Work instructions -> Reproduce the material below word for word, starting at its first line and ending at the line that contains "top-left (0, 550), bottom-right (483, 900)". Leave the picture out of your copy.

##### Input rows #####

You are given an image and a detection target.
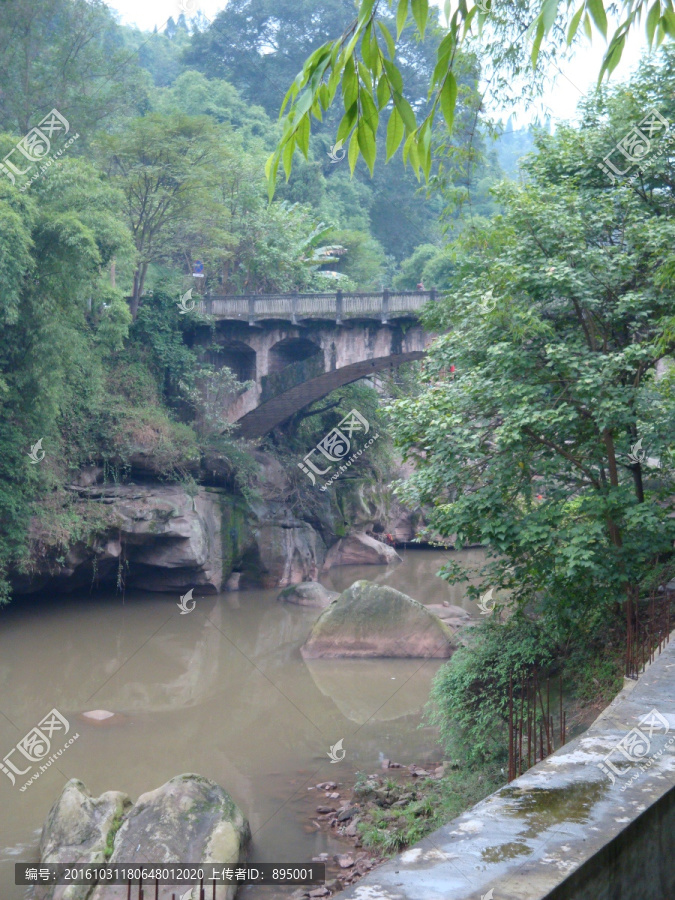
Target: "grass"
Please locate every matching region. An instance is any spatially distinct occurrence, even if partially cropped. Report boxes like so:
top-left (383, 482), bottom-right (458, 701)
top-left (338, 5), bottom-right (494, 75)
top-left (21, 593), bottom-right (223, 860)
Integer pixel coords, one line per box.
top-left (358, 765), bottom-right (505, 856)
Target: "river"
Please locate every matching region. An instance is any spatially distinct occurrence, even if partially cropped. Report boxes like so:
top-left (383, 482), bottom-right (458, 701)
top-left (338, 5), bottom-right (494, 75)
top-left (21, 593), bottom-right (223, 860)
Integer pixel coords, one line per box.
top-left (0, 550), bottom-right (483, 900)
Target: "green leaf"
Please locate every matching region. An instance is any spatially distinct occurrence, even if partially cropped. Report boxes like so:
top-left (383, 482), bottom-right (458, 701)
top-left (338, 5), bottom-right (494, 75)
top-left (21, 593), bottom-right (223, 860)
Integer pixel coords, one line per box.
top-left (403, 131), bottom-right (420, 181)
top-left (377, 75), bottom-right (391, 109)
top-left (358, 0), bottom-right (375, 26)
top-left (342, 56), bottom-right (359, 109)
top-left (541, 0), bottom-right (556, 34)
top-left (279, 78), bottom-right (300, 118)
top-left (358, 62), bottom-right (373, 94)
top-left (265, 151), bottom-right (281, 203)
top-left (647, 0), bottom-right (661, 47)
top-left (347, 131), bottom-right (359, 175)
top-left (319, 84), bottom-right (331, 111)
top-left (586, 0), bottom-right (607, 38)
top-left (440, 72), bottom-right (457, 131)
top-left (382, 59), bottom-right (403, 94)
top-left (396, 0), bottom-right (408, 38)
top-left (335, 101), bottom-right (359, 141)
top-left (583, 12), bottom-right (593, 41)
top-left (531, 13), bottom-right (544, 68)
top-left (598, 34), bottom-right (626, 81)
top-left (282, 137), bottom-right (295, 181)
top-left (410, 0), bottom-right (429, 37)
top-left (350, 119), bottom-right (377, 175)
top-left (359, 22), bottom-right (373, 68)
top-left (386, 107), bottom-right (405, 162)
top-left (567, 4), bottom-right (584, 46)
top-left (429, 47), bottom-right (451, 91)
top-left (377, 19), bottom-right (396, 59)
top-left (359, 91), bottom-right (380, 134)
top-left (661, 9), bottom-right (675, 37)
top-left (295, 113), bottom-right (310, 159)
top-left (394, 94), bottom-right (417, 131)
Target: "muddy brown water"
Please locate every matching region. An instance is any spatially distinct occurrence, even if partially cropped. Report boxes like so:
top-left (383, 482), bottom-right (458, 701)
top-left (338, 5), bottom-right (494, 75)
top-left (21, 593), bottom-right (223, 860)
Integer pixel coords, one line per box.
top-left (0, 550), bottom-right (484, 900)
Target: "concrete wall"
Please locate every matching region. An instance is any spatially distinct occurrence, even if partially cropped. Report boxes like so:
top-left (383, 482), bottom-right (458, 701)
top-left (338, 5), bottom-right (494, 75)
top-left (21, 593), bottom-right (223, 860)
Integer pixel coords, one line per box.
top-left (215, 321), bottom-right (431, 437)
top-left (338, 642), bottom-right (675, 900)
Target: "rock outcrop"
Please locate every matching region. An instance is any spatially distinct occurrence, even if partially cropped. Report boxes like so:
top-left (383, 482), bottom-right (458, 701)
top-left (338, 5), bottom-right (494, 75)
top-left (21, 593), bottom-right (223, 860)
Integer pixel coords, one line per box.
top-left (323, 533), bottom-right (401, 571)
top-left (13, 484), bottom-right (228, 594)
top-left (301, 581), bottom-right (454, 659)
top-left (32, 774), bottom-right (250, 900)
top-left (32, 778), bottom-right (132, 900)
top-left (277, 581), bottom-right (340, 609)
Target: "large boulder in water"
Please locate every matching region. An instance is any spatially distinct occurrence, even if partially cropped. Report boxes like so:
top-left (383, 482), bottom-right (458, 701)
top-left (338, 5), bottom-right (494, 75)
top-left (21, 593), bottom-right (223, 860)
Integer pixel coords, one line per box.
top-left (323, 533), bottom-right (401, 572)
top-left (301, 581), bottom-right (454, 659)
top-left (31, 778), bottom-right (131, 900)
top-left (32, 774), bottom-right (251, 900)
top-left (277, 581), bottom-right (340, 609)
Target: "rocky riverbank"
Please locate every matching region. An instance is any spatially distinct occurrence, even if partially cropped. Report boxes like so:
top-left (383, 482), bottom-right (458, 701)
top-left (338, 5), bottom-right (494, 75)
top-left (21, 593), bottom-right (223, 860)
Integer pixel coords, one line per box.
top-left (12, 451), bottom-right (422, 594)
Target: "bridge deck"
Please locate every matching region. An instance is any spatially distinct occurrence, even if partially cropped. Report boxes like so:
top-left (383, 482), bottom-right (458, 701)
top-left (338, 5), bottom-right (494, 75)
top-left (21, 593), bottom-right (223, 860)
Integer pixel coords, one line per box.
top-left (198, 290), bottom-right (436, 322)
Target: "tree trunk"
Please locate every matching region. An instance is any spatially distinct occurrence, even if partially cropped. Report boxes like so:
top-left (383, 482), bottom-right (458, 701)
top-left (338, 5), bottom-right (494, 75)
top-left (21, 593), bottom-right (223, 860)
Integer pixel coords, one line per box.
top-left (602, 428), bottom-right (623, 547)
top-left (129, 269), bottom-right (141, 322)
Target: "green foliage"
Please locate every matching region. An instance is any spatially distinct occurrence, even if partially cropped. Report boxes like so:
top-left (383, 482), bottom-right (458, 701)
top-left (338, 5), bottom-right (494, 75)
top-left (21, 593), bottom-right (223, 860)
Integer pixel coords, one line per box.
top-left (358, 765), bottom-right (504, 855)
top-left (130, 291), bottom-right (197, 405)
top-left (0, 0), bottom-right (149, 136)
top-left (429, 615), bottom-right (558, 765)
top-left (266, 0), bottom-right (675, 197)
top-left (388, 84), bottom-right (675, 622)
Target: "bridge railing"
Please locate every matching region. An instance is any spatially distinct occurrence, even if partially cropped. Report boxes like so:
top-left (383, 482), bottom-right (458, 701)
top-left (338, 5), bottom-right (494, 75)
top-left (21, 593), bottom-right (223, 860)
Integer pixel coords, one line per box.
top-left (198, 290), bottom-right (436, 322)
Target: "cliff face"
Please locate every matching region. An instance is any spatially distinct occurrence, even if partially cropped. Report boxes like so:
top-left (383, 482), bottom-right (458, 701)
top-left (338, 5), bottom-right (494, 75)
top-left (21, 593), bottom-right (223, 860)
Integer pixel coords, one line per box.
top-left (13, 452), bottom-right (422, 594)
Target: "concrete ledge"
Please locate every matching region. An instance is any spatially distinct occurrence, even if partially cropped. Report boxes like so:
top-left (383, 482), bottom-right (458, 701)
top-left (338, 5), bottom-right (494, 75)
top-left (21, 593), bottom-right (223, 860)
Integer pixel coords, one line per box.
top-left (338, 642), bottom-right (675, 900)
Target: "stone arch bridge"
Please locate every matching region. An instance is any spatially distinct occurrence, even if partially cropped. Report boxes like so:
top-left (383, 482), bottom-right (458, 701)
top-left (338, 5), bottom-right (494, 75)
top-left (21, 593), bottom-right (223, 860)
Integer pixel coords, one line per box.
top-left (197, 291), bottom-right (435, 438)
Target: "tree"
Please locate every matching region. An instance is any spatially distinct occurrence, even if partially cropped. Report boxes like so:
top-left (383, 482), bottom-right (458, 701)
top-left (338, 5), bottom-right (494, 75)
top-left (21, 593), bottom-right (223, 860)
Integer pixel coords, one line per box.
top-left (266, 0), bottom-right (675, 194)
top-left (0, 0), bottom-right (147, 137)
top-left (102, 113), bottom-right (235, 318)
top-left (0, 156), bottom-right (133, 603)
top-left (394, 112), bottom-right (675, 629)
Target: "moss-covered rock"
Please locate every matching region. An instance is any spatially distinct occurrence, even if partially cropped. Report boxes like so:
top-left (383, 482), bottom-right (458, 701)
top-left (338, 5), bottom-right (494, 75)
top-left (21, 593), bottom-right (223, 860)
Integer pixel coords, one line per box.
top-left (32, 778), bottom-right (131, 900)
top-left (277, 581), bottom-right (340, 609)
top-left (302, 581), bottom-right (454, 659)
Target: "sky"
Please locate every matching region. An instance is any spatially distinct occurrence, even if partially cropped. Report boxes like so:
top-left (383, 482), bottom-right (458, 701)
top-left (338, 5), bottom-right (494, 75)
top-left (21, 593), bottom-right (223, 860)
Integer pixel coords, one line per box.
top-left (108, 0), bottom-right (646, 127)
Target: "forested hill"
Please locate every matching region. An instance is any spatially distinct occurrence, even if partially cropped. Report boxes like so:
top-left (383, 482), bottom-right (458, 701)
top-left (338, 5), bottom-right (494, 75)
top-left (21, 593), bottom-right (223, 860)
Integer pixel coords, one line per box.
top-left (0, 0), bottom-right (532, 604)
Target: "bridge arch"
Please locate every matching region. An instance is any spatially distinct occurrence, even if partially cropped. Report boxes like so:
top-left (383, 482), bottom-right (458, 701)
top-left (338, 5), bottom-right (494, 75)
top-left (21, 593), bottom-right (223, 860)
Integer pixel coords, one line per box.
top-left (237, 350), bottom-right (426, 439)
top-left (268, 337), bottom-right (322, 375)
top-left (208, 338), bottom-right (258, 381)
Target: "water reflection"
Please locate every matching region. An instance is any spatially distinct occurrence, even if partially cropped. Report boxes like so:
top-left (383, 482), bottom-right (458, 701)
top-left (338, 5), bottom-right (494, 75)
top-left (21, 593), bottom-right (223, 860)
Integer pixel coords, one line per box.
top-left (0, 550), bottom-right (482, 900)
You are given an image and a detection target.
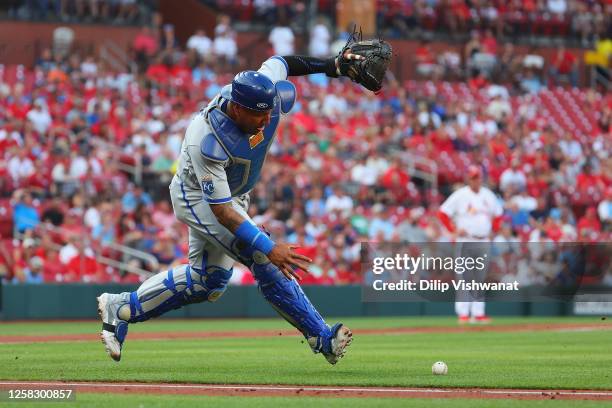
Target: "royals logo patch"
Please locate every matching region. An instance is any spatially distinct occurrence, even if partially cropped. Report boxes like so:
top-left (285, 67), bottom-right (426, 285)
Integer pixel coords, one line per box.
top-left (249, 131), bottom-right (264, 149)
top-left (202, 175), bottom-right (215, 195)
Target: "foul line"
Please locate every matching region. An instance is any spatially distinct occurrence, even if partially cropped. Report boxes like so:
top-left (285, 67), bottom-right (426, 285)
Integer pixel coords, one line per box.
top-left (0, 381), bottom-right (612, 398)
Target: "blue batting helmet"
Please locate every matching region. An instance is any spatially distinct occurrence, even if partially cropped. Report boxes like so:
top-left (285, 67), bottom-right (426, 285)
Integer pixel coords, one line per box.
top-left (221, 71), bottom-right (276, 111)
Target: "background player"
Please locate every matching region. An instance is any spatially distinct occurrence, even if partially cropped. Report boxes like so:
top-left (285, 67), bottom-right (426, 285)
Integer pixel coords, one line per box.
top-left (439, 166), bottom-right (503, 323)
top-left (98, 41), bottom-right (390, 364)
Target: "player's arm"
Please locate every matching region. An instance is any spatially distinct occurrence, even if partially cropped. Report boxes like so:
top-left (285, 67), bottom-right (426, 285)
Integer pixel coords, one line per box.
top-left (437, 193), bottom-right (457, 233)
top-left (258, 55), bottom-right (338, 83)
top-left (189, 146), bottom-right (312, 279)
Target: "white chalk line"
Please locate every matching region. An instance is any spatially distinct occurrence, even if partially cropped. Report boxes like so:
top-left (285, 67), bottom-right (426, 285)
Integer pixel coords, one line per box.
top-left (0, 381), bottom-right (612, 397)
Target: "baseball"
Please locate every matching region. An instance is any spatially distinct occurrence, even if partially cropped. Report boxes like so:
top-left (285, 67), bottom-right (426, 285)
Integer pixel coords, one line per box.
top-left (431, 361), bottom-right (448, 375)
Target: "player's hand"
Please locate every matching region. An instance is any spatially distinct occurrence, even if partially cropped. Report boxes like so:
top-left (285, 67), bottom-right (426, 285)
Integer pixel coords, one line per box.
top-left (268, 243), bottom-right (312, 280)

#####

Complete output ->
You are given an image and a detection target.
Target: "grass"
Please locate every matching region. An instance is any spatially distinct occurrence, even if partially cropped. Report boxes like so:
top-left (383, 482), bottom-right (458, 701)
top-left (338, 5), bottom-right (494, 75)
top-left (21, 593), bottom-right (223, 860)
Integer pixel coords, one line per box.
top-left (358, 765), bottom-right (505, 856)
Target: "river"
Please locate every matching region. An instance is any spatially distinct occurrence, even if partially cropped. Report boxes like so:
top-left (383, 482), bottom-right (458, 701)
top-left (338, 5), bottom-right (494, 75)
top-left (21, 593), bottom-right (223, 860)
Integer pixel coords, one line per box.
top-left (0, 550), bottom-right (483, 900)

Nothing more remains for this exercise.